§ **Problem description**:
What you give back must match the records below exactly.

═════ Data listing ═════

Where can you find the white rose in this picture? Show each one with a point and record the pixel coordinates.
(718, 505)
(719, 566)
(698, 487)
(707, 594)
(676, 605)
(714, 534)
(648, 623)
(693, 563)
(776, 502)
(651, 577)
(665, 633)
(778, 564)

═════

§ **Solution below**:
Where can you find the white rose in this picture? Show each one with a point and record the pixel coordinates.
(718, 505)
(719, 566)
(698, 487)
(707, 594)
(676, 605)
(714, 534)
(648, 623)
(693, 563)
(776, 502)
(651, 577)
(665, 633)
(778, 564)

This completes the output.